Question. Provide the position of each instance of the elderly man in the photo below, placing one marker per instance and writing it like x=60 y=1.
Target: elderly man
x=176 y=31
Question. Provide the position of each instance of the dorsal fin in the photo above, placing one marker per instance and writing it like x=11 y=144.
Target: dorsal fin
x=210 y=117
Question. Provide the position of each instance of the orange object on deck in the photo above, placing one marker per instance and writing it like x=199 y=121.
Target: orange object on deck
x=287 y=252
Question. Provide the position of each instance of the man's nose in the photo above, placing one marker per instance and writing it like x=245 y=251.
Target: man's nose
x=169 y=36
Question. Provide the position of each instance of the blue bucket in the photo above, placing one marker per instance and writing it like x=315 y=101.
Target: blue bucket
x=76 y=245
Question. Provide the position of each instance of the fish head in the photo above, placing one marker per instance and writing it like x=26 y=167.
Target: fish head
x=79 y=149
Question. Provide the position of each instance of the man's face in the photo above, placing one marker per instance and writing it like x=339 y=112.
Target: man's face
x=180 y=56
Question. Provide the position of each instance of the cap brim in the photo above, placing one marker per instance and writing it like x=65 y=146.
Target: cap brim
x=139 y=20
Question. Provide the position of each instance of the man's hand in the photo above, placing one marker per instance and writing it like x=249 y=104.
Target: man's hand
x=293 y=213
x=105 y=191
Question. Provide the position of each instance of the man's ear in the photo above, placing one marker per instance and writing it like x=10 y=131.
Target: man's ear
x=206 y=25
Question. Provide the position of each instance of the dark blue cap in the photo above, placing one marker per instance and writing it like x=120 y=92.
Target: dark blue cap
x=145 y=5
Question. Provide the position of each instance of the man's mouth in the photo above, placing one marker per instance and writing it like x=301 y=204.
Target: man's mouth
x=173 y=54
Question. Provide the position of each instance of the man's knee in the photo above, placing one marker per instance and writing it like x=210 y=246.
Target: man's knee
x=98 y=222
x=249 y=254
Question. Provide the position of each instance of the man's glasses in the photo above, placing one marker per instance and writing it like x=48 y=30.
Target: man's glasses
========================
演習の指示:
上のデータを、全行とも一字も変えずにそのまま返しなさい。

演習への解答:
Question. Provide the position of each instance of the elderly man in the photo below, placing one marker per instance and writing it like x=60 y=1.
Target: elderly man
x=176 y=31
Question. Provide the position of each instance of the dorsal fin in the photo above, placing one marker per instance and writing it like x=11 y=144.
Target: dorsal fin
x=210 y=117
Question. Provide the position of each instance of the orange object on deck in the photo above, placing one marker per instance and writing it like x=199 y=121.
Target: orange object on deck
x=287 y=252
Question. Provide the position of each instance of the man's nose in the photo above, placing one marker per instance and writing it like x=245 y=251.
Target: man's nose
x=169 y=36
Question. Provide the position of each instance of the blue bucket in the photo above, placing one marker per instance and writing it like x=315 y=101.
Target: blue bucket
x=76 y=245
Question. Provide the position of each instance of the fish head in the photo above, placing one marker per instance and writing it like x=26 y=167.
Target: fish head
x=79 y=149
Question. Provide the position of each instance of the man's face in the photo above, placing one marker per instance and writing it like x=339 y=112.
Target: man's face
x=180 y=56
Question. Provide the position of each instance of the cap brim in the photo above, placing one marker per instance and writing it like x=65 y=146.
Target: cap brim
x=139 y=20
Question. Provide the position of each instance of the man's hand in the photo above, placing one marker per instance and writing it like x=249 y=104.
Target: man's hand
x=293 y=213
x=105 y=191
Question. Provide the position of each instance of the man's ear in the photo above, placing one marker per instance and writing it like x=10 y=131.
Target: man's ear
x=206 y=25
Question. Provide the position of each instance of the dark blue cap in the photo above, placing one marker per instance and writing it like x=120 y=92.
Target: dark blue cap
x=145 y=5
Question. Provide the position of each instance of the man's mouth in the photo above, placing one marker per instance and writing it like x=301 y=204.
Target: man's mouth
x=173 y=54
Question. Provide the position of each instance of the man's knee in the photo above, placing one marker per instance and writing it like x=210 y=246.
Target: man's knee
x=98 y=222
x=249 y=254
Question. Provide the position of each instance of the man's glasses in the photo above, placing one marker per instance and writing it like x=48 y=30.
Target: man's glasses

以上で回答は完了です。